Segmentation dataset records
◇ ◇ ◇ ◇ ◇

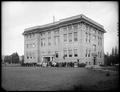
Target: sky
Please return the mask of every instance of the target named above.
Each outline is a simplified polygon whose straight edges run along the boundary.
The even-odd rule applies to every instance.
[[[118,2],[2,2],[2,55],[24,54],[25,28],[84,14],[104,26],[104,52],[118,45]]]

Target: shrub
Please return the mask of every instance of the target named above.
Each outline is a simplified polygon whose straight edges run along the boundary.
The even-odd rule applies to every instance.
[[[80,63],[80,64],[78,64],[78,66],[79,66],[79,67],[85,67],[86,64],[85,64],[85,63]]]
[[[106,76],[110,76],[110,73],[109,73],[109,72],[107,72],[107,73],[106,73]]]

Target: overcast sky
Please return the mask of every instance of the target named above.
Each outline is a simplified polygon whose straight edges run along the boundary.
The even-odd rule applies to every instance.
[[[84,14],[104,26],[104,52],[117,46],[117,2],[2,2],[2,54],[24,54],[25,28]]]

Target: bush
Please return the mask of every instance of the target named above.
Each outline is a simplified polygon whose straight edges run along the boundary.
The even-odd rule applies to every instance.
[[[107,72],[107,73],[106,73],[106,76],[110,76],[110,73],[109,73],[109,72]]]
[[[85,67],[86,64],[85,64],[85,63],[80,63],[80,64],[78,64],[78,66],[79,66],[79,67]]]

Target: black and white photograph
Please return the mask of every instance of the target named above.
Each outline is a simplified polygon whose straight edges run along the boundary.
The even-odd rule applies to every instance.
[[[117,1],[2,1],[5,91],[116,91]]]

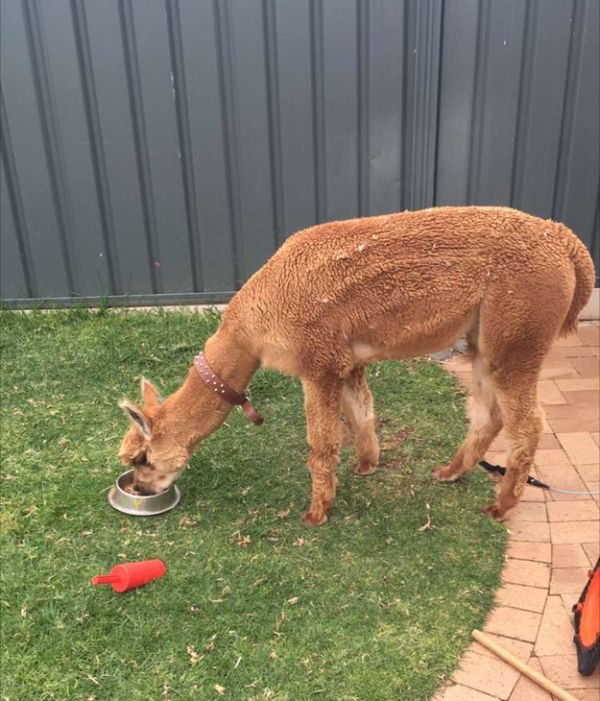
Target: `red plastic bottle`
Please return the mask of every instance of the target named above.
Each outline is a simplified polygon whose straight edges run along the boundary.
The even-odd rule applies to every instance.
[[[162,560],[124,562],[122,565],[115,565],[110,574],[98,574],[92,577],[92,584],[110,584],[113,591],[121,594],[162,577],[166,571],[166,565]]]

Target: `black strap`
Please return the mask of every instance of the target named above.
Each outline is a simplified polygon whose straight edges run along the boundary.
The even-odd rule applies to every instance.
[[[479,464],[488,472],[495,472],[499,475],[503,475],[506,472],[506,468],[502,467],[502,465],[492,465],[491,463],[487,462],[487,460],[480,460]],[[531,476],[527,478],[527,484],[530,484],[532,487],[540,487],[541,489],[550,489],[550,485],[546,484],[545,482],[541,482],[540,480],[536,480],[535,477]]]

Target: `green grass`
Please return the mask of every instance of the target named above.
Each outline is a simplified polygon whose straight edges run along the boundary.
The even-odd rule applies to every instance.
[[[344,451],[319,529],[300,521],[300,384],[264,371],[265,424],[232,412],[181,476],[177,509],[110,508],[128,425],[117,401],[138,399],[141,374],[174,390],[217,323],[2,313],[2,699],[421,701],[482,624],[505,530],[478,511],[484,475],[428,479],[464,433],[462,392],[432,362],[370,369],[384,464],[354,477]],[[168,572],[145,588],[90,586],[155,557]]]

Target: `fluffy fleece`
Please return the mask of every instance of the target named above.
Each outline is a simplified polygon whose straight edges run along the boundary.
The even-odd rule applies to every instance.
[[[364,366],[421,356],[467,338],[475,389],[471,423],[449,465],[472,470],[504,427],[510,442],[501,518],[519,500],[541,431],[539,370],[552,342],[576,329],[595,280],[591,257],[566,226],[503,207],[440,207],[320,224],[290,237],[235,295],[205,355],[243,391],[259,366],[300,377],[312,476],[309,525],[335,499],[347,419],[358,474],[379,460]],[[231,407],[192,367],[163,403],[142,381],[121,459],[146,492],[164,489]]]

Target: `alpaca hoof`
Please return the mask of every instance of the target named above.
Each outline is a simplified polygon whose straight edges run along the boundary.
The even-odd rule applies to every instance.
[[[457,472],[451,472],[447,466],[435,467],[431,471],[431,479],[438,482],[456,482],[459,477],[460,475]]]
[[[376,470],[377,465],[371,465],[370,463],[360,463],[354,468],[353,473],[355,475],[365,477],[366,475],[372,475]]]
[[[313,514],[312,511],[307,511],[302,520],[307,526],[322,526],[327,521],[327,514],[323,513],[321,516]]]
[[[496,503],[482,507],[481,511],[487,516],[491,516],[495,521],[502,521],[504,519],[504,511],[500,509]]]

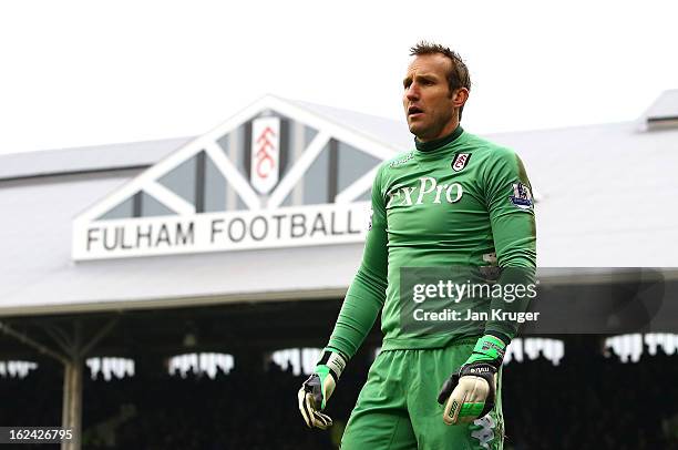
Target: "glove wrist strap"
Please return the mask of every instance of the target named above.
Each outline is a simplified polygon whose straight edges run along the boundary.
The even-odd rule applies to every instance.
[[[318,361],[318,366],[326,366],[336,382],[339,380],[339,377],[341,377],[341,372],[346,368],[346,359],[340,354],[325,350],[322,357],[320,357]]]

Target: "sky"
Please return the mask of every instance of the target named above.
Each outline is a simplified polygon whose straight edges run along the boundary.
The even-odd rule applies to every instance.
[[[637,120],[678,89],[674,1],[0,3],[0,153],[193,136],[271,93],[401,121],[418,40],[489,134]]]

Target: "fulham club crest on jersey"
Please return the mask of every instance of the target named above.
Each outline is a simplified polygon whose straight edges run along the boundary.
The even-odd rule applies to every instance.
[[[471,160],[471,153],[455,154],[454,160],[452,160],[452,170],[454,172],[461,172],[466,164],[469,164],[469,160]]]

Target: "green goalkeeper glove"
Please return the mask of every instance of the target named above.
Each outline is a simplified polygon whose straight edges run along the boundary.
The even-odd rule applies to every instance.
[[[314,374],[301,385],[297,397],[299,411],[308,428],[316,427],[325,430],[332,425],[332,419],[320,411],[325,409],[327,400],[335,391],[337,381],[346,367],[346,360],[347,358],[337,351],[326,349]]]
[[[438,402],[444,405],[446,425],[470,423],[494,408],[496,372],[502,366],[506,345],[497,337],[477,339],[473,352],[456,374],[443,383]]]

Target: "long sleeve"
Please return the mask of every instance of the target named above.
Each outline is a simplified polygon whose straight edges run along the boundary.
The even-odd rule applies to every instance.
[[[372,329],[386,300],[388,235],[381,167],[372,185],[372,208],[360,268],[343,299],[328,348],[351,358]]]
[[[518,156],[506,149],[497,149],[485,172],[485,197],[492,224],[496,258],[502,273],[499,284],[528,285],[534,283],[536,269],[536,226],[532,186]],[[506,290],[505,290],[506,292]],[[494,298],[491,309],[524,311],[530,298],[514,301]],[[510,339],[517,334],[518,324],[511,320],[487,320],[485,333]]]

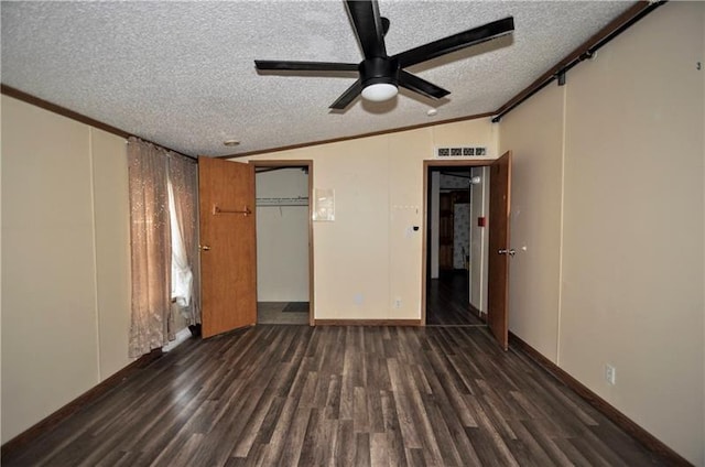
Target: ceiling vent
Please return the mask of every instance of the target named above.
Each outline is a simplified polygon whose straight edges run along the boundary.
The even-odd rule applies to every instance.
[[[484,158],[487,155],[486,146],[453,146],[436,148],[436,158]]]

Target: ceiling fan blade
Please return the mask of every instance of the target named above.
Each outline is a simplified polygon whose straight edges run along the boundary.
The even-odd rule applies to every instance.
[[[421,79],[419,76],[414,76],[403,69],[399,72],[399,86],[433,99],[441,99],[442,97],[451,94],[449,90],[445,90],[442,87],[438,87],[433,83],[429,83],[425,79]]]
[[[406,52],[394,55],[399,61],[399,66],[405,68],[417,63],[426,62],[470,45],[480,44],[482,42],[510,34],[514,30],[514,19],[512,17],[494,21],[485,25],[467,30],[429,44],[411,48]]]
[[[336,110],[345,110],[345,108],[349,106],[350,102],[352,102],[360,93],[362,93],[362,82],[358,79],[357,82],[352,83],[352,86],[347,88],[347,90],[343,93],[340,97],[338,97],[338,100],[333,102],[329,108]]]
[[[286,62],[256,59],[254,67],[260,70],[357,72],[357,64],[335,62]]]
[[[362,47],[365,58],[387,57],[384,24],[379,15],[377,0],[348,0],[346,4],[352,19],[355,35],[357,35],[357,40]],[[389,23],[389,21],[387,21],[387,23]]]

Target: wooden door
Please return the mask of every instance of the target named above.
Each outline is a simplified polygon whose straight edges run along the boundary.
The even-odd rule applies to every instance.
[[[487,323],[505,350],[509,346],[509,214],[511,152],[495,161],[489,175],[489,283]],[[513,254],[513,253],[512,253]]]
[[[203,337],[257,323],[254,167],[198,158]]]

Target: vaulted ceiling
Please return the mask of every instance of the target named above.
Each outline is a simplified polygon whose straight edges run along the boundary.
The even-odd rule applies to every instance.
[[[253,61],[360,62],[343,1],[3,1],[1,77],[185,154],[237,154],[494,112],[631,6],[380,0],[390,55],[510,15],[516,30],[409,68],[451,91],[441,100],[402,89],[332,111],[354,76]]]

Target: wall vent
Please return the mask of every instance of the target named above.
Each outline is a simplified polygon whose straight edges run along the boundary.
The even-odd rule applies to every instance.
[[[486,146],[436,148],[436,158],[484,158],[486,155]]]

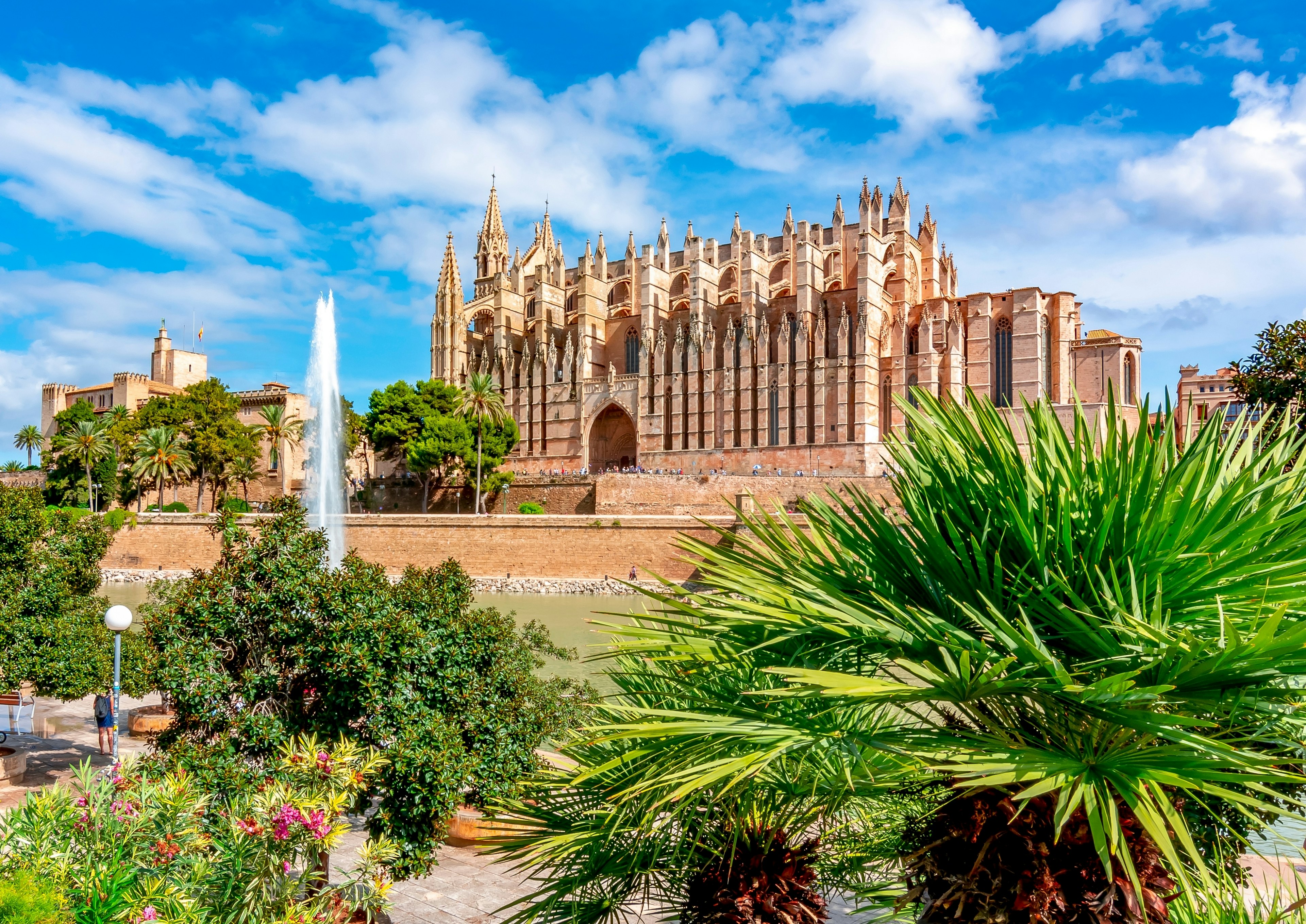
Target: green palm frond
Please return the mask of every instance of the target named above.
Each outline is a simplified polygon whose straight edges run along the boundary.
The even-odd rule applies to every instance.
[[[555,814],[513,808],[535,827],[512,856],[568,869],[568,894],[671,894],[667,857],[691,860],[670,840],[750,800],[820,830],[925,786],[925,814],[938,787],[1051,800],[1053,830],[1083,818],[1105,882],[1139,890],[1130,816],[1181,885],[1209,889],[1181,804],[1276,812],[1306,784],[1290,415],[1245,415],[1242,439],[1212,423],[1181,452],[1171,412],[1131,427],[1109,401],[1067,432],[1046,403],[917,399],[887,446],[900,509],[848,487],[802,519],[741,513],[746,532],[682,538],[707,590],[667,585],[660,611],[606,626],[620,694],[564,749],[580,769],[538,787]],[[577,860],[594,842],[632,847],[606,855],[620,876]]]

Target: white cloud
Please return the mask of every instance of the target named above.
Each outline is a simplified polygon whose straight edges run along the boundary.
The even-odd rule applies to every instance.
[[[969,132],[993,114],[978,78],[1004,67],[1002,42],[960,3],[827,0],[790,12],[795,31],[768,73],[786,102],[874,106],[909,134]]]
[[[1051,12],[1016,38],[1034,51],[1049,54],[1075,44],[1094,47],[1106,35],[1124,33],[1140,35],[1162,13],[1205,7],[1208,0],[1060,0]]]
[[[302,236],[290,215],[193,161],[115,131],[67,97],[4,74],[0,177],[0,193],[40,218],[174,254],[283,254]]]
[[[1156,39],[1128,51],[1118,51],[1106,59],[1102,68],[1089,80],[1106,84],[1113,80],[1145,80],[1149,84],[1200,84],[1202,74],[1191,64],[1174,70],[1165,67],[1165,50]]]
[[[1218,42],[1211,42],[1217,35],[1222,35],[1224,38]],[[1238,61],[1259,61],[1263,56],[1256,39],[1239,35],[1232,22],[1217,22],[1207,31],[1199,33],[1198,38],[1209,43],[1204,48],[1194,48],[1194,51],[1204,57],[1233,57]]]
[[[1171,150],[1126,162],[1123,196],[1152,221],[1203,232],[1301,228],[1306,214],[1306,84],[1242,72],[1238,115]]]

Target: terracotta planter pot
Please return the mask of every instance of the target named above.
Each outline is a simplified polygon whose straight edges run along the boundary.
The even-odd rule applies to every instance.
[[[27,752],[0,748],[0,786],[18,786],[27,773]]]
[[[464,805],[449,818],[449,833],[444,842],[453,847],[485,847],[513,834],[513,829],[486,818],[481,809]]]
[[[175,713],[163,706],[140,706],[127,710],[127,733],[132,737],[158,735],[176,720]]]

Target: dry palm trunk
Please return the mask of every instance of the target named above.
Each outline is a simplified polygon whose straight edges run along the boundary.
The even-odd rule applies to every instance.
[[[814,838],[748,830],[688,885],[682,924],[819,924],[828,917],[816,884]]]
[[[930,844],[908,861],[919,923],[1166,924],[1174,880],[1128,807],[1117,808],[1141,895],[1119,864],[1107,878],[1083,810],[1058,838],[1050,796],[1019,813],[1000,790],[955,799],[935,814]]]

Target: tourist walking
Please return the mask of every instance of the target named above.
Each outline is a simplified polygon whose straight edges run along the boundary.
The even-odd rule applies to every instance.
[[[114,753],[114,700],[104,693],[95,694],[95,726],[99,728],[99,753]]]

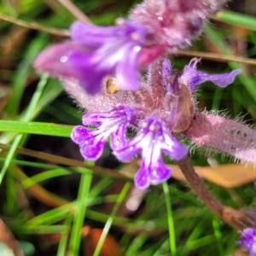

◇ ◇ ◇ ◇ ◇

> DO THIS: Reproduce the records from the line containing "Target: black and white photograph" through the line containing "[[[117,1],[2,1],[5,91],[116,91]]]", keeping the request lines unchanged. Scale every coordinate in the outlines by 2.6 and round each result to a whole number, with halves rounded up.

> IN RESPONSE:
Target: black and white photograph
Please return the mask of every instance of the target named above.
Each outline is a simplified polygon whose straight edges run along the boundary.
The even-odd rule applies to every instance.
[[[304,3],[5,3],[13,237],[302,237]]]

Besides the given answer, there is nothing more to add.